Copy out the data below verbatim.

──────── Exercise data

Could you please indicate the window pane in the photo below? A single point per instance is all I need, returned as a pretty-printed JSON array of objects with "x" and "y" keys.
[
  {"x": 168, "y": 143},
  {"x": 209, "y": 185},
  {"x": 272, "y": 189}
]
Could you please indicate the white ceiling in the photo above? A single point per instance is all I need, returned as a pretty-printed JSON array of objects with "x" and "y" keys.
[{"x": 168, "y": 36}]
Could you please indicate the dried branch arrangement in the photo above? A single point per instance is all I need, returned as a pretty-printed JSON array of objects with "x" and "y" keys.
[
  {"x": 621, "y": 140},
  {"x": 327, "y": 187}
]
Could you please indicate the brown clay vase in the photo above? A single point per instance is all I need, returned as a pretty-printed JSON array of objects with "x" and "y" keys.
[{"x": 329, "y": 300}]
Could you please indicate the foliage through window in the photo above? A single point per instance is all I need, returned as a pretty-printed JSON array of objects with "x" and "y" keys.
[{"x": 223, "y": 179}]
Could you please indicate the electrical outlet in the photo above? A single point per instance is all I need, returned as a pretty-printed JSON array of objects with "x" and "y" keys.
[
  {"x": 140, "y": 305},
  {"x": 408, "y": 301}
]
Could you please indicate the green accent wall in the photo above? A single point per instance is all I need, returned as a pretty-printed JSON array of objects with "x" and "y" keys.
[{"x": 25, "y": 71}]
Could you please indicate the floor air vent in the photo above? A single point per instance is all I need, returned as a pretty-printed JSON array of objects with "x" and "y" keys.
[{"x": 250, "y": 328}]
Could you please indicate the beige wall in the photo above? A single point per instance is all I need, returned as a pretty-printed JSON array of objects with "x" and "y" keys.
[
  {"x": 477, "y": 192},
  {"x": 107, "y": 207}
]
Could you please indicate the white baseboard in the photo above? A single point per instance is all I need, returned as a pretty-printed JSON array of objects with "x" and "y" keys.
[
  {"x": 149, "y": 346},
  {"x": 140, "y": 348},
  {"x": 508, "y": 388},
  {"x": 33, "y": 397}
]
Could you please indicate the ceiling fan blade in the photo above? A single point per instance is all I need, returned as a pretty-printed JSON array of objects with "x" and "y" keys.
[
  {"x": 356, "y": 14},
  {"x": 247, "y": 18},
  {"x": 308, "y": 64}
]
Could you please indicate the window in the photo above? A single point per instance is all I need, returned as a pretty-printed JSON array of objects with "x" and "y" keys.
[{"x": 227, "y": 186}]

────────────────

**Answer to this task:**
Could you please indicate the window pane in the photo below? A single point per instance is all I need, returned as a pretty-printed JSON array of objects with "x" and "y" keys.
[
  {"x": 168, "y": 143},
  {"x": 209, "y": 185},
  {"x": 272, "y": 189}
]
Could you please indicate the white ceiling in the photo above? A single point per instance is all I need, returned as a pretty-printed JSON array of objects with "x" and "y" keys.
[{"x": 168, "y": 36}]
Could you please indicate the dried branch arrangement in the photo above? A single point per instance is all I need, returned as a pretty-printed JSON array of objects with "x" and "y" keys.
[
  {"x": 621, "y": 140},
  {"x": 327, "y": 187}
]
Could you please indicate the brown clay vase in the photo above? A single point per instance is all I need, returned as a pretty-printed JSON array of objects with "x" and "y" keys.
[{"x": 329, "y": 300}]
Could you please indicate the foliage through window in the photo above? A single point per instance is all I need, returned as a pretty-printed JSON array of objects with "x" and "y" keys.
[{"x": 223, "y": 179}]
Could you please indicate the electrical outlet in the photo above? A single point per instance is all I need, returned as a pretty-printed JSON array of objects with "x" and "y" keys.
[
  {"x": 140, "y": 305},
  {"x": 408, "y": 301}
]
Could you please indicate the green accent wall in the photo above? A single point per instance is all I need, returned as a pretty-printed JSON array of objects with "x" and "y" keys.
[{"x": 25, "y": 71}]
Could you please indicate the floor air vent in the photo above? A single point per instance is all I need, returned as a pretty-printed JSON array of objects with "x" and "y" keys.
[{"x": 250, "y": 328}]
Could you please indicate the beige wall in the photo above? A single point per instance is all I need, returned as a pretty-printed JSON array of objects with "x" and "y" keys.
[
  {"x": 477, "y": 192},
  {"x": 107, "y": 207}
]
Could you please indicate the white baseboard in the photo above? A single point per instance is all I need, returned as a pretty-printed JSON array of objects with "x" and "y" keys.
[
  {"x": 149, "y": 346},
  {"x": 140, "y": 348},
  {"x": 508, "y": 388},
  {"x": 33, "y": 397}
]
Could you please indicate the ceiling fan blade in the photo above? A single point per instance is all I need, returned as a pretty-printed JSON array of objects with "x" and "y" keys.
[
  {"x": 356, "y": 14},
  {"x": 247, "y": 18},
  {"x": 308, "y": 64}
]
Could you please indicate the window in the photo above? A single point per instance is all I need, returned as a pretty-printed JSON array of objects with "x" and "y" keys.
[{"x": 227, "y": 186}]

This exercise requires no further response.